- [The input]:
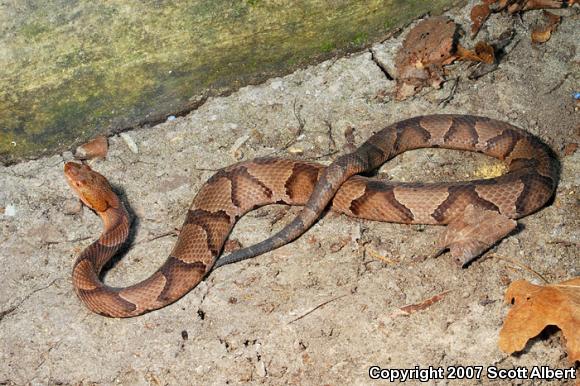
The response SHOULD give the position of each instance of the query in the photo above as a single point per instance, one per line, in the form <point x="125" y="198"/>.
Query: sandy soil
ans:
<point x="323" y="309"/>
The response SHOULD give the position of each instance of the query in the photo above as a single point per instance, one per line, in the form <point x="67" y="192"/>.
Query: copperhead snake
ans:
<point x="231" y="192"/>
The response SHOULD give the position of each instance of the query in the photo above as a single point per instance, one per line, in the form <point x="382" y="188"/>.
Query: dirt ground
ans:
<point x="323" y="309"/>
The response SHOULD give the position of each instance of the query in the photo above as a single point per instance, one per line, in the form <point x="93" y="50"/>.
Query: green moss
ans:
<point x="79" y="68"/>
<point x="327" y="46"/>
<point x="32" y="30"/>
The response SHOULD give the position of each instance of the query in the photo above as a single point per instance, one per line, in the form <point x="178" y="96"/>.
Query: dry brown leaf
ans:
<point x="477" y="230"/>
<point x="412" y="308"/>
<point x="542" y="34"/>
<point x="95" y="148"/>
<point x="426" y="49"/>
<point x="535" y="307"/>
<point x="483" y="52"/>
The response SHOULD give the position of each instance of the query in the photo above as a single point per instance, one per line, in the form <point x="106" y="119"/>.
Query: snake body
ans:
<point x="237" y="189"/>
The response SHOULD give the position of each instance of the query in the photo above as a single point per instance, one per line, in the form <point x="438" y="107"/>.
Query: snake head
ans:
<point x="92" y="188"/>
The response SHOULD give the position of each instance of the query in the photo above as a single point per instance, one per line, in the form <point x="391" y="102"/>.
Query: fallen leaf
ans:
<point x="471" y="234"/>
<point x="95" y="148"/>
<point x="426" y="49"/>
<point x="535" y="307"/>
<point x="542" y="33"/>
<point x="412" y="308"/>
<point x="483" y="52"/>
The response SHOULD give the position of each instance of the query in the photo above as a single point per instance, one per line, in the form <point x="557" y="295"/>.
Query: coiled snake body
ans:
<point x="233" y="191"/>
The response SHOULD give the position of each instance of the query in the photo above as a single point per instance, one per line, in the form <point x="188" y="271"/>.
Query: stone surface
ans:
<point x="323" y="309"/>
<point x="72" y="69"/>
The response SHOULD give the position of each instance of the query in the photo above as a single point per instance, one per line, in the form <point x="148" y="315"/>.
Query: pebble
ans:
<point x="10" y="210"/>
<point x="131" y="144"/>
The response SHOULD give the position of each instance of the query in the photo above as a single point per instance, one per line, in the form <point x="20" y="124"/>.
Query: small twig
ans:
<point x="521" y="265"/>
<point x="301" y="124"/>
<point x="317" y="307"/>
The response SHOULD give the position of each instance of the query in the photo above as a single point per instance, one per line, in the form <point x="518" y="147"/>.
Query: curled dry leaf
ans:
<point x="542" y="33"/>
<point x="426" y="49"/>
<point x="483" y="52"/>
<point x="474" y="232"/>
<point x="535" y="307"/>
<point x="95" y="148"/>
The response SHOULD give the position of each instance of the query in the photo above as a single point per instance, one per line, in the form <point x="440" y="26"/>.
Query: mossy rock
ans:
<point x="72" y="69"/>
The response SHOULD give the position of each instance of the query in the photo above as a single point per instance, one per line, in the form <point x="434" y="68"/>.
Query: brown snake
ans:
<point x="234" y="190"/>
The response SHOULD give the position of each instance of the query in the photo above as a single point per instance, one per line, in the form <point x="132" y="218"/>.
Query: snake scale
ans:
<point x="231" y="192"/>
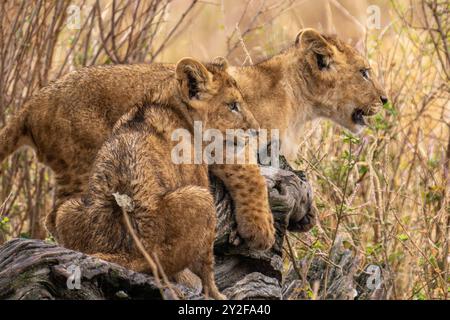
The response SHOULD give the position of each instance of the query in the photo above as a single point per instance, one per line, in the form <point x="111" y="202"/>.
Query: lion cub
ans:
<point x="173" y="210"/>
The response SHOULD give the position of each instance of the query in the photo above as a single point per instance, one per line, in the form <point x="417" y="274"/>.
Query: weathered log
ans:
<point x="339" y="278"/>
<point x="33" y="269"/>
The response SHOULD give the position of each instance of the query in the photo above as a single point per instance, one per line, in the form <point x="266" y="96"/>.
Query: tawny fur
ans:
<point x="67" y="121"/>
<point x="174" y="214"/>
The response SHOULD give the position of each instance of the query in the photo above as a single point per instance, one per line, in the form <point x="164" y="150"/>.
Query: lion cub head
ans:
<point x="213" y="95"/>
<point x="335" y="80"/>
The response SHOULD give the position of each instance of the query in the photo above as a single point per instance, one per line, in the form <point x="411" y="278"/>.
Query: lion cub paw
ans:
<point x="257" y="230"/>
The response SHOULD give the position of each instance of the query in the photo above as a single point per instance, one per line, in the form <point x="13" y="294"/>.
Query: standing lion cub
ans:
<point x="173" y="210"/>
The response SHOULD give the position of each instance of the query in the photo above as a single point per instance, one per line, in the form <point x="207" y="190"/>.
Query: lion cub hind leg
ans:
<point x="249" y="192"/>
<point x="193" y="216"/>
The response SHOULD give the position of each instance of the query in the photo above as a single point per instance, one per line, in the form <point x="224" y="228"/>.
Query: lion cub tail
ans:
<point x="13" y="135"/>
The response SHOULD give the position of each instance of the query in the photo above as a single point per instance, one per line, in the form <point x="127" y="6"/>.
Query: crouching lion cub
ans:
<point x="173" y="210"/>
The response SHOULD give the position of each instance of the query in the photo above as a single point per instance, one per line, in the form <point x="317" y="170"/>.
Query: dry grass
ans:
<point x="387" y="192"/>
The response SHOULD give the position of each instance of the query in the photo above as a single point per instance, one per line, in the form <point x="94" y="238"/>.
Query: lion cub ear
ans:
<point x="311" y="40"/>
<point x="221" y="63"/>
<point x="193" y="77"/>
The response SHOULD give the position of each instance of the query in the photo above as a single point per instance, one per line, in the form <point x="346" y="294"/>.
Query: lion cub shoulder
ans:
<point x="172" y="210"/>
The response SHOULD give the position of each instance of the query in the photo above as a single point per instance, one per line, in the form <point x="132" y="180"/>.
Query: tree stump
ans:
<point x="34" y="269"/>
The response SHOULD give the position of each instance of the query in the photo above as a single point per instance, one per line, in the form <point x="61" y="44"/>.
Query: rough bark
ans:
<point x="33" y="269"/>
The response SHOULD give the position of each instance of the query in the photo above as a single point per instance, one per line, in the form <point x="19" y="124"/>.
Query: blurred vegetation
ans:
<point x="386" y="191"/>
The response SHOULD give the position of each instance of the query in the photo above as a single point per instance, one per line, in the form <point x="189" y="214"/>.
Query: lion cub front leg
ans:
<point x="249" y="192"/>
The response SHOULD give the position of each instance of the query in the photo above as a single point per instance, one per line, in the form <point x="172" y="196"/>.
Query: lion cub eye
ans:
<point x="234" y="106"/>
<point x="365" y="73"/>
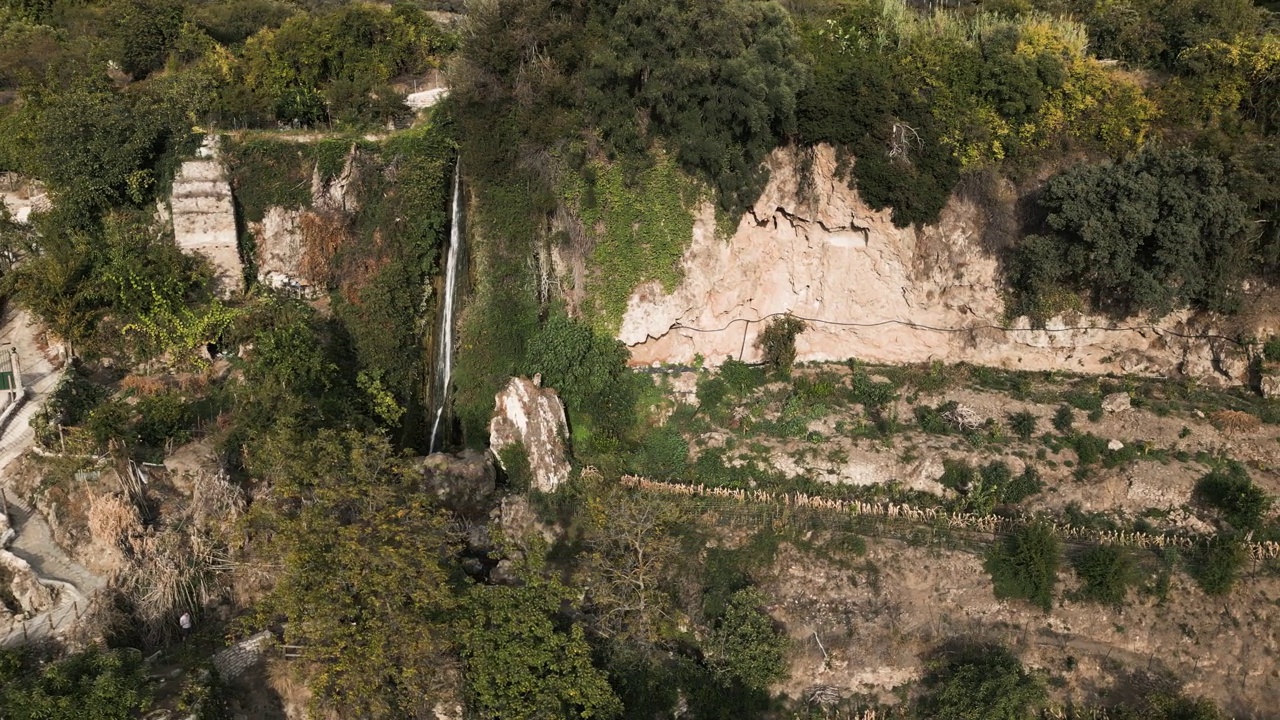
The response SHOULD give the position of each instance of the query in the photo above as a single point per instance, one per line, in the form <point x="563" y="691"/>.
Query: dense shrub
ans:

- [Given instruction]: Your copy of the data should match it exactly, except that pictures are left out.

- [Response]:
The response SHOULD give the position of each instance of the query in the photo above as a single point per instance, one per line, in the form <point x="125" y="198"/>.
Query: sandy soil
ans:
<point x="323" y="309"/>
The response SHOULD give the position of each instance of the query in the photo above as a single point per instance, one per line, in the form <point x="67" y="192"/>.
Query: copperhead snake
ans:
<point x="231" y="192"/>
The response SHOULD give the position of each instance of the query in the photo above as a single point per instance, one per line, in the form <point x="382" y="188"/>.
Query: dirt ground
ans:
<point x="323" y="309"/>
The response SHOULD give the position of each instance of the query in the photo above as a single point per instance, one per line, in the form <point x="93" y="50"/>.
Query: green moss
ans:
<point x="79" y="68"/>
<point x="327" y="46"/>
<point x="32" y="30"/>
The response SHOULD give the position of each instance of the query in the photo above as a single point per instance, one per line, in the form <point x="178" y="96"/>.
Query: dry brown leaf
ans:
<point x="477" y="230"/>
<point x="412" y="308"/>
<point x="542" y="34"/>
<point x="95" y="148"/>
<point x="426" y="49"/>
<point x="535" y="307"/>
<point x="483" y="52"/>
The response SHOULD give the position of each instance of the query in the photo above as a single point per instance, one per line, in the form <point x="106" y="119"/>.
Query: snake body
ans:
<point x="237" y="189"/>
The response SHOULD give the position of each instance of the query in the photo above as a single point per instance, one per line, in the form <point x="438" y="107"/>.
Query: snake head
ans:
<point x="92" y="188"/>
The response SHOULD give the position of each instance of the query in the photo above as a single point per instance, one per line, in the form <point x="391" y="102"/>.
Query: fallen leaf
ans:
<point x="471" y="234"/>
<point x="95" y="148"/>
<point x="426" y="49"/>
<point x="535" y="307"/>
<point x="542" y="33"/>
<point x="412" y="308"/>
<point x="483" y="52"/>
The response SHOULD give the position of each instance of the query in the photo above as a single point per instance, one per line, in the form <point x="557" y="295"/>.
Query: coiled snake body
ans:
<point x="233" y="191"/>
The response SHOULD give the position of each instance of the query in the photo above as a single point per instance, one per line, in the form <point x="188" y="271"/>.
Query: stone surface
ans:
<point x="323" y="309"/>
<point x="72" y="69"/>
The response SHOULD give the position of each instance of the query in the photo above as a single point per instance, one per line, in the form <point x="148" y="315"/>.
Query: pebble
ans:
<point x="10" y="210"/>
<point x="131" y="144"/>
The response SHOULD give the position of each instance of the query in the photo above as a single point per instance, one per line, in the form <point x="20" y="124"/>.
Query: small twig
ans:
<point x="521" y="265"/>
<point x="301" y="124"/>
<point x="317" y="307"/>
The response SHOULD give the position of each instance of the query in the photo above as a single point per instance, one per line, in the form <point x="518" y="147"/>.
Query: curled dry leaf
ans:
<point x="542" y="33"/>
<point x="426" y="49"/>
<point x="483" y="52"/>
<point x="474" y="232"/>
<point x="535" y="307"/>
<point x="95" y="148"/>
The response SHOULD give the position of each instance of the query in the photo above as a single point per instance, one per line, in the form <point x="440" y="26"/>.
Query: mossy rock
ans:
<point x="72" y="69"/>
The response SHOULD give the position of each instance of the query in the photo above as a single point per instance, one per line, in the form <point x="434" y="68"/>.
Query: brown snake
ans:
<point x="234" y="190"/>
The response SHOULD give the position of each instance of the query in the photo above as a single point per instance, one per line, in the form <point x="132" y="218"/>.
Query: snake scale
ans:
<point x="231" y="192"/>
The response SHOULD give the position of each instance of the query in the photo above as a single point per instance, one per line, in the form <point x="111" y="202"/>.
Query: lion cub
ans:
<point x="173" y="210"/>
The response SHOULD give the position of each instance of the query in the photo above as a single point per instance, one per line, in the form <point x="417" y="274"/>.
Query: weathered log
ans:
<point x="339" y="278"/>
<point x="33" y="269"/>
The response SHOULD give the position of each instance of the query in the photo above as a single point per instance, one per line, in the form <point x="266" y="96"/>.
Query: tawny fur
ans:
<point x="67" y="121"/>
<point x="174" y="214"/>
The response SHOULD give the position of each instance of the query in the photo above as a single point per instance, one per line, in the form <point x="164" y="150"/>.
Query: lion cub head
ans:
<point x="213" y="95"/>
<point x="335" y="80"/>
The response SHOULD give the position of each instance of the query in the photo above as a single point per instance, one per line, in the form <point x="411" y="278"/>.
Query: lion cub paw
ans:
<point x="257" y="230"/>
The response SHOULD give the position of each instance of the query in the photo above as a single point per instance, one per line, in the form <point x="13" y="294"/>.
Query: standing lion cub
ans:
<point x="173" y="210"/>
The response SHOULD give the position of each instance of the query in the photo above as a single point per instance, one per line, in the form <point x="207" y="190"/>.
Query: lion cub hind leg
ans:
<point x="249" y="192"/>
<point x="193" y="216"/>
The response SHOULD give the position of each instance of the query in the photo above as a single point per instance, one per line, in the form <point x="224" y="228"/>.
Query: lion cub tail
ans:
<point x="13" y="135"/>
The response SHOULD give the position of each instance of the query in the photo above as a single point per instance, one per line, in the form <point x="127" y="6"/>.
Query: crouching lion cub
ans:
<point x="173" y="210"/>
The response SHOULD give the position of each instance of the query in the photo above as a single point per instance, one per line, in the form <point x="317" y="170"/>.
Query: dry grass
ans:
<point x="387" y="192"/>
The response SHOULD give the position of each instance of the query in the photo above as a single point per instance, one per line, in the form <point x="94" y="238"/>.
Query: lion cub ear
ans:
<point x="311" y="40"/>
<point x="221" y="63"/>
<point x="193" y="77"/>
The response SHOULD give the position of each instance of the query in the photo above as a single point per instance, one per line, in the form <point x="346" y="294"/>.
Query: lion cub shoulder
ans:
<point x="172" y="210"/>
The response SHOULD give the position of each instance of the query in the photo above as a single point per instance, one per line, in the form <point x="132" y="180"/>.
Query: tree stump
ans:
<point x="34" y="269"/>
The response SHOULD give the position of each instance of the query in the photo above as a single point per instance, one per line, in the form <point x="61" y="44"/>.
Query: rough bark
ans:
<point x="33" y="269"/>
The response SHOULD give the position of each instance of the query in the photo above as a single point per instance, one per line, in the form <point x="19" y="124"/>.
Query: blurred vegetation
ans:
<point x="386" y="191"/>
The response SHOULD give the position of each instance of the query in the photo above as a single point per instance, one per line, in the form <point x="189" y="214"/>.
Query: lion cub front leg
ans:
<point x="249" y="192"/>
The response SHOULD give the position of each instance of the query in the photo above as a single point per instance, one per line, in the form <point x="172" y="196"/>.
Query: lion cub eye
ans:
<point x="234" y="106"/>
<point x="365" y="73"/>
The response SHOULD give the position of each instance of the query in the photo above as a single point per instance, one per line, in the form <point x="563" y="691"/>.
Query: dense shrub
ans:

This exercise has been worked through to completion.